Copy the entries below word for word, from the very start through the line "[453,196,531,282]".

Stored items

════

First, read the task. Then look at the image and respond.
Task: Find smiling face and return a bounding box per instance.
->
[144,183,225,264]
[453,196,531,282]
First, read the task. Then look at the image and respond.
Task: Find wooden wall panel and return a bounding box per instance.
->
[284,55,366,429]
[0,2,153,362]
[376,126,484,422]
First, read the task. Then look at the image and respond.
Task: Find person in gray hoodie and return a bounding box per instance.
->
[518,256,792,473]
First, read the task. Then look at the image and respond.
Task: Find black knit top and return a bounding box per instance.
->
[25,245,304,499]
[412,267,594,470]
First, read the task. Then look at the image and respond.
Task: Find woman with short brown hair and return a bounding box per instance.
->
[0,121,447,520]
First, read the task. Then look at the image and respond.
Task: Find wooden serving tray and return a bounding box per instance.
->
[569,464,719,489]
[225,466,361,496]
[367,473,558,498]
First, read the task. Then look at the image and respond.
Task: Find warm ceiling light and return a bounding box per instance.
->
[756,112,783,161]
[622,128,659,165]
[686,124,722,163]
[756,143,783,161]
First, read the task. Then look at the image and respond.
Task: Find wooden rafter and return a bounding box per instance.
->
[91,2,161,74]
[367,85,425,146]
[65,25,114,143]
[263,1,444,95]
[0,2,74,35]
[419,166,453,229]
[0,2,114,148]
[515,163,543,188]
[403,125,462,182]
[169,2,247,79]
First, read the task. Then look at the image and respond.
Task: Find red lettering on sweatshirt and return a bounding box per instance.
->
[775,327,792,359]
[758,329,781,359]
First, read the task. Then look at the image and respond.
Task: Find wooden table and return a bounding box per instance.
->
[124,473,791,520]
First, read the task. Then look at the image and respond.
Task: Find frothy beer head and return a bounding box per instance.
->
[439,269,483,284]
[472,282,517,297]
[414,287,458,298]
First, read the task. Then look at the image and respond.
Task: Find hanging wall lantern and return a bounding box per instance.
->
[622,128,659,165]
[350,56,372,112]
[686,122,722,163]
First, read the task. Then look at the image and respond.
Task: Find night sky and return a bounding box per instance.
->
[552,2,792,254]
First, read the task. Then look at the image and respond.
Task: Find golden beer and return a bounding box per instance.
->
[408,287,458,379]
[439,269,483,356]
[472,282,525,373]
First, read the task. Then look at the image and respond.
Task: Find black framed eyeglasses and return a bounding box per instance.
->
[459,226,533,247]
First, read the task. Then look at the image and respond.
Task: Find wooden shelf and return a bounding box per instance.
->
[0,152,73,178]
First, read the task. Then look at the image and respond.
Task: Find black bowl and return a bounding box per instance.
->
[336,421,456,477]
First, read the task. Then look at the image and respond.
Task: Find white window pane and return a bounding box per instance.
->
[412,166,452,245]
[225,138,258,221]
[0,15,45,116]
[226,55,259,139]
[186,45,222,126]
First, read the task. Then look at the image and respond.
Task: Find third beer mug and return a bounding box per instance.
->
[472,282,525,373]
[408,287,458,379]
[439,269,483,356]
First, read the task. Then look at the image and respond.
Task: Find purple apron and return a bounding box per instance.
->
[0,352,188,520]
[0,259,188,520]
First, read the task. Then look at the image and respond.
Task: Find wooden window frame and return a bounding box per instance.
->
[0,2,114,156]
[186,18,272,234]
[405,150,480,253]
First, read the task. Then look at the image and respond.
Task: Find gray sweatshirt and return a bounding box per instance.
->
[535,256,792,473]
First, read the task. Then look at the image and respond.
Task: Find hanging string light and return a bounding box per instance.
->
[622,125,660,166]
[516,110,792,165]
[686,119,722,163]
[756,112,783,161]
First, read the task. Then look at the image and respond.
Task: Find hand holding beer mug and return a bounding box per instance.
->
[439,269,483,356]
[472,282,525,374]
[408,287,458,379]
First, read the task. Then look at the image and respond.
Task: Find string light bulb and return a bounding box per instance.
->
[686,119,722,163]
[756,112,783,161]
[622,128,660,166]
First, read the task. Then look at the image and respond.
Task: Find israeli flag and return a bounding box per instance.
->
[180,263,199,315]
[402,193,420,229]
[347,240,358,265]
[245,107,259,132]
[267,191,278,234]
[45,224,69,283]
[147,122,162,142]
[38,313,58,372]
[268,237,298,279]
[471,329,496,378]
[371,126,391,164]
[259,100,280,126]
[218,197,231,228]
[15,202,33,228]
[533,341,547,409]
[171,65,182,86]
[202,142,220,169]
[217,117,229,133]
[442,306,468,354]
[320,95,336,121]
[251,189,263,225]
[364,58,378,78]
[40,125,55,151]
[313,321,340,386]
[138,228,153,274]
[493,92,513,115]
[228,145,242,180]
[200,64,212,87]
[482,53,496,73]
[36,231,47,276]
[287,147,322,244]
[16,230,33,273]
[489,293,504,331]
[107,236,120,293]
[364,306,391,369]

════

[THE COMPLETED TASK]:
First, read the task. Then look at the image and respond.
Task: Find smiling face and return a bounding box per instance.
->
[144,183,225,264]
[453,196,531,282]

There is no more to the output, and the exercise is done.